(Dataset entries)
# # # # # # #
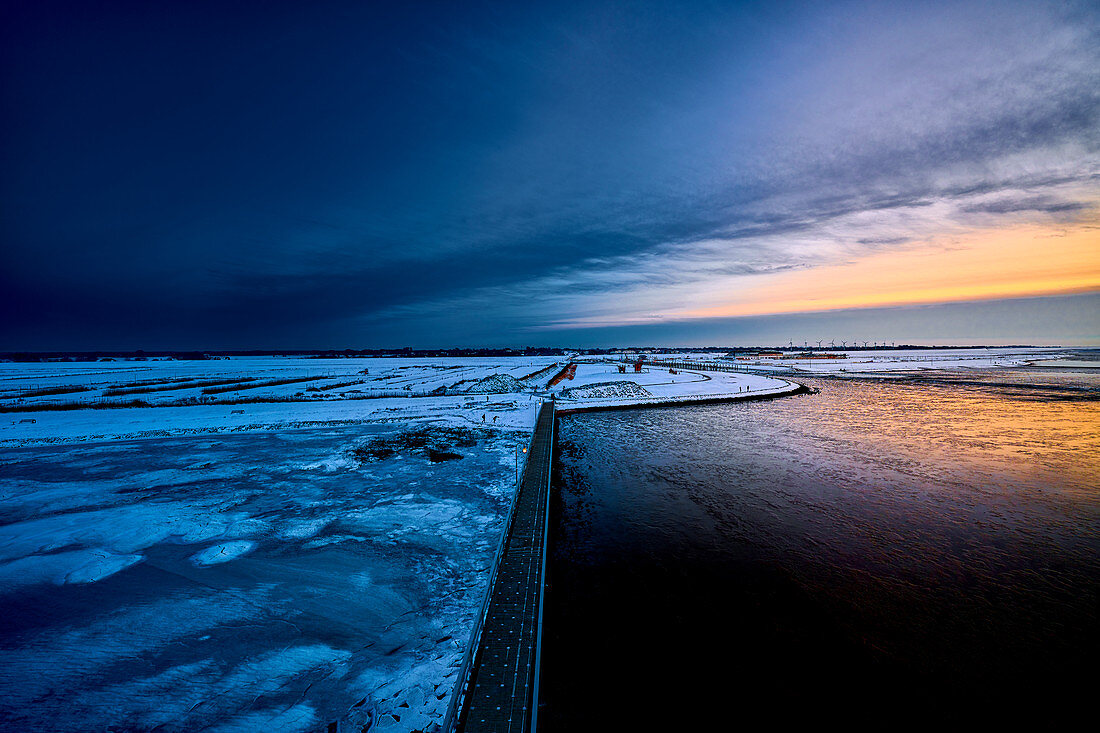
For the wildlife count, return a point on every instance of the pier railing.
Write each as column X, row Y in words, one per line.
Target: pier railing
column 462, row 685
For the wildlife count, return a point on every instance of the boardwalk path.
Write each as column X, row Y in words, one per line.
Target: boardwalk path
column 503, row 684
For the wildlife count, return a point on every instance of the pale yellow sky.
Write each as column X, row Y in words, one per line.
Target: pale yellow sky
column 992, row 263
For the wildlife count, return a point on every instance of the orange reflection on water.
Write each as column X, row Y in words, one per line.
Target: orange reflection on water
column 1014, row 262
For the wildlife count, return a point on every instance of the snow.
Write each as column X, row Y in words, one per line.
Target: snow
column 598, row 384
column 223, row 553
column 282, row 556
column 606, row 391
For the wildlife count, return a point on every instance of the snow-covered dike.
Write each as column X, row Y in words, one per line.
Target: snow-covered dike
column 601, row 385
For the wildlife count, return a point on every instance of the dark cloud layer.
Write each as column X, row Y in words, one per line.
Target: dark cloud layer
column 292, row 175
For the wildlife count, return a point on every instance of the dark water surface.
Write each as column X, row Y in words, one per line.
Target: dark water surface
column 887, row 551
# # # # # # #
_Problem statement_
Nothing but the lines from the one with "the snow-covered dike." through the final line of the records above should appear, each copied exactly.

_Result of this task_
For the wildlife count, return a point on every instance of the snow-covered dike.
Write each as column X, row Y in words, one per line.
Target: snow-covered dike
column 601, row 385
For the wildlife count, return a point on every instance of the dark cloud layer.
Write each as column X, row Y in words, one per line.
Target: dark cloud layer
column 292, row 175
For the wildlife count, return a point on every instance of the dark water surface.
Write each as column X, row Y in words, one per line.
Target: dark water surface
column 887, row 551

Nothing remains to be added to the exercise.